All patients received antibiotics before the procedure. Sedation was achieved with midazolam and pentazocine. Two experienced endoscopists at each center, skilled in interventional EUS, performed the EUS-HGS procedures. The assistant operators during EUS-HGS were experienced in ERCP procedures (>500) and served as assistant operators in ERCP procedures (>250).

An echoendoscope using a GF-UCT260 (Olympus), EG-580UT (Fujifilm Medical System), or EG-740UT (Fujifilm Medical System), was inserted into the stomach, and the puncture line was determined using EUS and fluoroscopic images. The IHBD was punctured using a fine needle (19 or 22 G) while avoiding the blood vessels. After aspiration of the bile juice, a sufficient amount of contrast medium was administered to confirm the bile duct orientation. A guidewire (19 G fine needle: 0.025-inch VisiGlide2, Olympus; 22 G fine needle, 0.018-inch Fielder; Olympus) was carefully inserted into the bile duct. As previously reported, dilation procedures were performed, if required, using a balloon and/or mechanical dilator (REN; Kaneka or ES dilator; Zeon Medical).13 Finally, plastic stents (Type IT; Gadelius Medical) or metallic stents (partially covered: Niti-S; Taewoong Medical, EGIS; S&G Biotech Inc. or fully covered: HANARO Benefit, Boston Scientific) were placed over the guidewire via the EUS-HGS route. When the EUS-HGS+antegrade (AG) stenting was performed, an uncovered metallic stent (ZILVER; Cook Medical, ZEOSTENT V; ZEON Medical, or BileRush; Piolax Medical Devices) was deployed to the AG route.

In case of difficulty during guidewire insertion into the hilar bile duct, the following guidewire rescue method was performed: (1) changing to another guidewire (from a 0.025-inch VisiGlide2 or a 0.018-inch Fielder to a 0.025-inch MICHISUJI, Kaneka or Endoselecter, Boston Scientific); (2) liver impaction by pulling the puncture needle to the liver parenchyma and manipulating the guidewire10; (3) uneven catheter method by inserting an uneven double-lumen cannula (Piolax Medical Devices) into the IHBD and manipulating the guidewire from the proximal port11; (4) balloon method by inserting a multi-lumen balloon catheter (Bouncer; Cook Medical) into the IHBD, inflating the balloon in the bile duct, and manipulating the guidewire from the second lumen12; and (5) re-puncturing another IHBD. If any of the five steps failed, the appropriate method was used. The guidewire rescue method was selected at the discretion of the physician (Fig. 2).

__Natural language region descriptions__
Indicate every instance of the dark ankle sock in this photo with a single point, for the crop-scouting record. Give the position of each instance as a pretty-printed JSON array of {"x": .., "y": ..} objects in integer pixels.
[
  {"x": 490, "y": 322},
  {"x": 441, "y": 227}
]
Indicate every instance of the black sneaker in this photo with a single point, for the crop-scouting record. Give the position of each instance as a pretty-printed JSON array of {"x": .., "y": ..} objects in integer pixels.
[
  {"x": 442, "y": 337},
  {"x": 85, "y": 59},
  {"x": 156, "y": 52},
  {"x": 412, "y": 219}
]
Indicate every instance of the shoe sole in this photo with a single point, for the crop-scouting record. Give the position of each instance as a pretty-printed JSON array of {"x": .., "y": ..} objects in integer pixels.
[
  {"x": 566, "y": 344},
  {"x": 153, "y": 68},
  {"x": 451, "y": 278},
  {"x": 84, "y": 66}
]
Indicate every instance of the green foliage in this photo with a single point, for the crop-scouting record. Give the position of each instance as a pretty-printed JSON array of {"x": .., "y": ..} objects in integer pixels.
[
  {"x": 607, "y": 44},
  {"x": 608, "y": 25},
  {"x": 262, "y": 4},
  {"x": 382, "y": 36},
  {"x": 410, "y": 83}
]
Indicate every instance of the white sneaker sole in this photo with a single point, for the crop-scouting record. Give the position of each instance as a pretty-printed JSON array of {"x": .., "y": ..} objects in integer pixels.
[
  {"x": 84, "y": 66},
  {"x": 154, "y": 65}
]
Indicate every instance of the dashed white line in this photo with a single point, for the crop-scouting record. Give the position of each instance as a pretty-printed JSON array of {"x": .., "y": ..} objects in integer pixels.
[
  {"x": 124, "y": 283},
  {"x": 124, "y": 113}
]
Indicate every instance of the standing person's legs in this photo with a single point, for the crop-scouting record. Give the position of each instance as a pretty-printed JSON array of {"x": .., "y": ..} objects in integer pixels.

__EXPLORE THE MATERIAL__
**a.** Summarize the EUS-HGS procedure text in two sentences.
**b.** Extend the EUS-HGS procedure text, beginning after its last sentence.

__SOLVED PROBLEMS__
**a.** After antibiotics and sedation with midazolam and pentazocine, experienced endoscopists performed EUS-HGS by puncturing the IHBD with a fine needle along a puncture line set with EUS and fluoroscopic images, inserting a guidewire, dilating if required, and placing plastic or metallic stents over the guidewire via the EUS-HGS route. When guidewire insertion into the hilar bile duct was difficult, the physician chose a rescue method: changing the guidewire, liver impaction, the uneven catheter method, the balloon method, or re-puncturing another IHBD.

**b.**
Outcomes and definitions

The primary outcome of this study was to assess whether the puncture angle on EUS images was associated with unsuccessful guidewire manipulation. The puncture angle between the fine needle and the IHBD on the EUS image was measured using the EUS video and images (Fig. 3A, C, Supplementary Videos 1, 2). Secondary outcomes included procedure time, AEs, clinical success, technical success, and the most effective guidewire rescue method. We confirmed the type of guidewire rescue method by analyzing fluoroscopic videos, EUS videos, and outcome reports. Procedure time was defined as the insertion and removal of the endoscope. AEs were defined based on the American Society for Gastrointestinal Endoscopy lexicon.16 Clinical success was based on the TOKYO criteria as follows: 50% decrease or normalization of bilirubin level within 2 weeks post-procedure.17 The technical success of EUS-HGS was defined as the success of the stent application, which was different from that for guidewire manipulation, defined as guidewire guidance to the hilum bile duct. However, unsuccessful guidewire manipulation was described as insertion of the first guidewire into the peripheral bile duct alone. Patients in whom any rescue method was employed were included in the unsuccessful group. Factors associated with unsuccessful guidewire manipulation included age, sex, underlying disease, the reason for EUS-HGS, the presence of cholangitis, needle size, puncture site, the diameter of IHBD, the distance of hepatic parenchyma from the liver surface to the puncture point of the IHBD, puncture angle as observed on the fluoroscopic image, and puncture angle as observed in the EUS image.

Statistical analyses

The optimal cutoff values for the diameter of the IHBD, distance of the hepatic parenchyma, puncture angle on the fluoroscopic image, and puncture angle on the EUS image were determined using the area under the receiver operating characteristic (ROC) curve (AUC). Successful and unsuccessful guidewire manipulation groups were compared using paired t-test. Univariate and multivariate logistic analyses were performed to determine factors associated with guidewire manipulation. The significance level was set at p<0.05. JMP 17 (SAS Institute Inc.) and R ver. 4.1.3 (R Core Team, 2022) were used for statistical analyses.

Ethics approval statement

The Institutional Review Boards (IRB) of Kyushu University Hospital (approval number: 22126-00) and Kyushu Medical Center (approval number: 22OR-23) approved this study. The study was conducted in accordance with the principles of the Declaration of Helsinki. The need for informed consent was waived due to the retrospective nature of the study.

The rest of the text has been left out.